** ТЕКСТ **
○ ○ ○ ○ ○ ○ ○

В те годы я задумал прозаический триптих о суфизме. Первая часть была посвящена истории возникновения суфизма и среднеазиатских школ-тарикатов: Хакимия, Кубравия, Хаджагон-Накшбандия, Ясавия. Повесть я назвал «Царь мучеников, или Сны Наджмиддина Кубро» (Наджм ад-дин Кубра, годы жизни 1145-1221 — хорезмский мистик и богослов, суфийский шейх, поэт, основатель суфийского братства Кубравия. — Прим. «Ферганы»). Эта повесть уже дважды издавалась в Ташкенте. Вторая часть — о сущности философии, о семи макамах (стоянках) суфизма — была только начата. Эту повесть я назвал «Семь встреч шейха Фаридуддина Аттара». Третья часть должна была быть посвящена жизни великих суфиев. Рабочее название — «Последний день Джалалиддина Руми» (Джалаладдин Руми, 1207-1273 — выдающийся персидский поэт-суфий. — Прим. «Ферганы»). Повесть так и не была написана...
Надо сказать, что после распада Союза в литературе начался кризис. В какой-то момент меня уволили из издательства: не хотел участвовать в темных делах одного высокопоставленного чиновника. Так вот, в один из дней 1989 года, еще до увольнения, ко мне на работу пришел человек из Ходжента, тогда еще Ленинабада. Человек этот назвал себя Ильёсхоном. Он положил на стол толстую папку: «Я написал книгу о Махдуми Агзаме и вот принес вам, хочу издать». При упоминания имени Махдуми Агзама я сразу вспомнил все рассказы матери. Но я еще больше удивился, когда Ильёсхон сказал: «Я учился в таджикской школе, но эту тазкира (антологию) написал на узбекском языке. Поэтому я мечтал о том, чтоб мою рукопись прочитал какой-нибудь узбекский ученый или писатель. И вот однажды во сне мне явился некий старец; он велел ехать в Ташкент и разыскать вас».
— Мистическая история! Вполне в духе суфийских откровений… Скажите, та рукопись была опубликована?
— Когда меня уволили, я отнес рукопись Ильёсхона в одно частное издательство. Но тамошний редактор вдруг решил стать «соавтором» книги; в конце концов, Ильёсхон забрал свой труд и уехал. На меня он тоже обиделся. О дальнейшей судьбе его рукописи я ничего не знаю…
После увольнения я сидел дома. Жить было не на что, семью кормить нечем. Решил продавать на толкучках ценные книги из своей библиотеки. Однако делать этого не умел, доверился одному торговцу, тот пообещал помочь в реализации — и исчез вместе со всеми моими раритетами.

○ ○ ○ ○ ○ ○ ○

** ПРЕДСТАВЛЕННЫЕ ЗАПИСИ **
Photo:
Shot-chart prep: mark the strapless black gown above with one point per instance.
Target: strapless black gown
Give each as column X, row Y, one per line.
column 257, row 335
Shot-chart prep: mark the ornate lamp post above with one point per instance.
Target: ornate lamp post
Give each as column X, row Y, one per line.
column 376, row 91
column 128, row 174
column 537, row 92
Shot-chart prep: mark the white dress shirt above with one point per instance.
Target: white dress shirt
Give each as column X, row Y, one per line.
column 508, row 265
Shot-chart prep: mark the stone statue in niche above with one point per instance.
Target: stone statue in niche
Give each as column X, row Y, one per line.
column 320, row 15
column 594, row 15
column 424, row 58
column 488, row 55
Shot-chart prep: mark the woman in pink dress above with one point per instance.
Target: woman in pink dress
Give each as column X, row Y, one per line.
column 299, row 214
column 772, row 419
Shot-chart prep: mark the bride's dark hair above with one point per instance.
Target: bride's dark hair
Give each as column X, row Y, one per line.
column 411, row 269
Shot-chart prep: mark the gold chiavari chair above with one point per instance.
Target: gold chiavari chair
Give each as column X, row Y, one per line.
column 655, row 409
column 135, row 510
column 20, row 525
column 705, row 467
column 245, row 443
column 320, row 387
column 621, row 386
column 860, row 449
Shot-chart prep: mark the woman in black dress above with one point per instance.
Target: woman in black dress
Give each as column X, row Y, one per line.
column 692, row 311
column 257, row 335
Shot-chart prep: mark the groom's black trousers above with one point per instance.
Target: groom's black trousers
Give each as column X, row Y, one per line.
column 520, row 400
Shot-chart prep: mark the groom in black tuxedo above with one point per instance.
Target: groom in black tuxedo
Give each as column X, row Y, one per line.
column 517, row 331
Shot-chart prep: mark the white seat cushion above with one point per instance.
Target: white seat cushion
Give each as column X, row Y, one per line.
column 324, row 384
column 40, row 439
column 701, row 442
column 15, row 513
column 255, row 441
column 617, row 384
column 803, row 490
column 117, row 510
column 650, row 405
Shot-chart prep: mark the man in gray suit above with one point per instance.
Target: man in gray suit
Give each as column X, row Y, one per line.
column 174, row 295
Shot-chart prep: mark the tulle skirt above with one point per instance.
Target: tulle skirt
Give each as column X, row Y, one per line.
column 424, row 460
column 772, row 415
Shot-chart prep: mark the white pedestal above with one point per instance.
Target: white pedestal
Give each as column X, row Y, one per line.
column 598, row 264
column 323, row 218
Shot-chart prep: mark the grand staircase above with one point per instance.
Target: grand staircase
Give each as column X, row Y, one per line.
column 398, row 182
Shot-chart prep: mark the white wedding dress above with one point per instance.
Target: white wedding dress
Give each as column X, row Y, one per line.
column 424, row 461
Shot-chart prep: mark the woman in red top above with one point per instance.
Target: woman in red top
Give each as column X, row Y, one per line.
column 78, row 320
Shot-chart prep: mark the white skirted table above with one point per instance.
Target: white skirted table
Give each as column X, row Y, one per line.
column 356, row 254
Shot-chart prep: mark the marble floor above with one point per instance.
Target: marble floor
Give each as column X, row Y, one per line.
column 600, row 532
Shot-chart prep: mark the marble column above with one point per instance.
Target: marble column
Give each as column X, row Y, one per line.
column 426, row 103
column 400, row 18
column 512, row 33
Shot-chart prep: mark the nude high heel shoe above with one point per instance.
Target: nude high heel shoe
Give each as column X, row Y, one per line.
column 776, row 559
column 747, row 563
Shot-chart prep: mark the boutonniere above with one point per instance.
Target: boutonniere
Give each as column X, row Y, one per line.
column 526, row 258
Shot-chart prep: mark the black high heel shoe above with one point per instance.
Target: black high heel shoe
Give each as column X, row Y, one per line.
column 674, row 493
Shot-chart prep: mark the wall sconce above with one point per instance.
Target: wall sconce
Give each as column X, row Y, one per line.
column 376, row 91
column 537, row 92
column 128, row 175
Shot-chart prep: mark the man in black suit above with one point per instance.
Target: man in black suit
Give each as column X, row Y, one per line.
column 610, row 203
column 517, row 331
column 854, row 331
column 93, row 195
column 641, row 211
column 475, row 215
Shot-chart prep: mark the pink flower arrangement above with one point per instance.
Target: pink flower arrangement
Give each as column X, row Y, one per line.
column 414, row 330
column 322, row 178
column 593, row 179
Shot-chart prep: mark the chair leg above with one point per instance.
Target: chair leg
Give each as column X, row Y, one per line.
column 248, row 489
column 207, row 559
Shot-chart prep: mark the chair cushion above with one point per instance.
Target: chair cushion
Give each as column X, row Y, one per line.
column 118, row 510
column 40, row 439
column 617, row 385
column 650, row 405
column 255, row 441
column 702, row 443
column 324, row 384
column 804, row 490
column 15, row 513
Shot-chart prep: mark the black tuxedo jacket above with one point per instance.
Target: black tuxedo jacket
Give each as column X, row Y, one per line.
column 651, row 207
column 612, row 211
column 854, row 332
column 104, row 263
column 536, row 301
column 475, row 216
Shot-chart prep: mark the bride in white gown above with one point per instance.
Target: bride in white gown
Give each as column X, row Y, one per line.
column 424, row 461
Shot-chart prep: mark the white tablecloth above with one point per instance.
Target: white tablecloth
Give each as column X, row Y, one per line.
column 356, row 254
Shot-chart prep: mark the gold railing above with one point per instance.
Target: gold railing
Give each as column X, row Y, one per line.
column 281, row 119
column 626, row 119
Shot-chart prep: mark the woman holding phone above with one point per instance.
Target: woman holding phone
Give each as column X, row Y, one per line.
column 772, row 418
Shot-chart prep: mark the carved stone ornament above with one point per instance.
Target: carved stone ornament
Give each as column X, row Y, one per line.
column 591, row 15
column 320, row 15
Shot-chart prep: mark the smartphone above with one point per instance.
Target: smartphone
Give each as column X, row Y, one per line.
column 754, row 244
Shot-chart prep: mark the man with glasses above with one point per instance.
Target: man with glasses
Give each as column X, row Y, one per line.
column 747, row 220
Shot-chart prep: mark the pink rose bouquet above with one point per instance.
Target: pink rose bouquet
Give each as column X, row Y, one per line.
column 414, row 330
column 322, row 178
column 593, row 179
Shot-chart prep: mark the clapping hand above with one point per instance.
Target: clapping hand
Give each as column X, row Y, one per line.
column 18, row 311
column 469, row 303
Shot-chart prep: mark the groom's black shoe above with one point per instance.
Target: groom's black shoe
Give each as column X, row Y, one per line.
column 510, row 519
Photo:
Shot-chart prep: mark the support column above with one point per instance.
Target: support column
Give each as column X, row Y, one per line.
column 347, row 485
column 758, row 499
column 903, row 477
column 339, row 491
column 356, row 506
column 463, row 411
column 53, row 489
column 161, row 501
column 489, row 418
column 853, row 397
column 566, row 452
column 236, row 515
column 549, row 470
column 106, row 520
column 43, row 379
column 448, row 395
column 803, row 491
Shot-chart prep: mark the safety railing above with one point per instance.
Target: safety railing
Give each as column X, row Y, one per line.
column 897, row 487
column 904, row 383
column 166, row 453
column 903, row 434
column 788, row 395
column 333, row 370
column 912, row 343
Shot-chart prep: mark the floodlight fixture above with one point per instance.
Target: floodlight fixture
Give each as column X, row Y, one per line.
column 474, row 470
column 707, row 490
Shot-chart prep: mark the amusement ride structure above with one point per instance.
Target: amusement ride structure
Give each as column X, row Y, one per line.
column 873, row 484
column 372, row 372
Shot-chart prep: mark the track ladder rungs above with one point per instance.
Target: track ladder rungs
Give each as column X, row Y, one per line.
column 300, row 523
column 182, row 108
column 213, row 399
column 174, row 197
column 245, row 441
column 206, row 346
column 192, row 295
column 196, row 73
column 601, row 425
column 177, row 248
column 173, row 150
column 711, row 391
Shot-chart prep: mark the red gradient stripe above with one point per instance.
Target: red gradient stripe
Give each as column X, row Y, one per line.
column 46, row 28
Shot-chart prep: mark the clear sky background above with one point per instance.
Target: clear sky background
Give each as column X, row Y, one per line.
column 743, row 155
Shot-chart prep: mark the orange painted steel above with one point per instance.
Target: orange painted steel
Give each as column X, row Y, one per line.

○ ○ ○ ○ ○ ○ ○

** ЗАДАНИЕ **
Перепишите дословно отрывок из текста о суфизме от слов «В те годы я» до слов «не была написана...» включительно. Записи представляют собой отдельный материал.

** ВЫПОЛНЕННОЕ ЗАДАНИЕ **
В те годы я задумал прозаический триптих о суфизме. Первая часть была посвящена истории возникновения суфизма и среднеазиатских школ-тарикатов: Хакимия, Кубравия, Хаджагон-Накшбандия, Ясавия. Повесть я назвал «Царь мучеников, или Сны Наджмиддина Кубро» (Наджм ад-дин Кубра, годы жизни 1145-1221 — хорезмский мистик и богослов, суфийский шейх, поэт, основатель суфийского братства Кубравия. — Прим. «Ферганы»). Эта повесть уже дважды издавалась в Ташкенте. Вторая часть — о сущности философии, о семи макамах (стоянках) суфизма — была только начата. Эту повесть я назвал «Семь встреч шейха Фаридуддина Аттара». Третья часть должна была быть посвящена жизни великих суфиев. Рабочее название — «Последний день Джалалиддина Руми» (Джалаладдин Руми, 1207-1273 — выдающийся персидский поэт-суфий. — Прим. «Ферганы»). Повесть так и не была написана...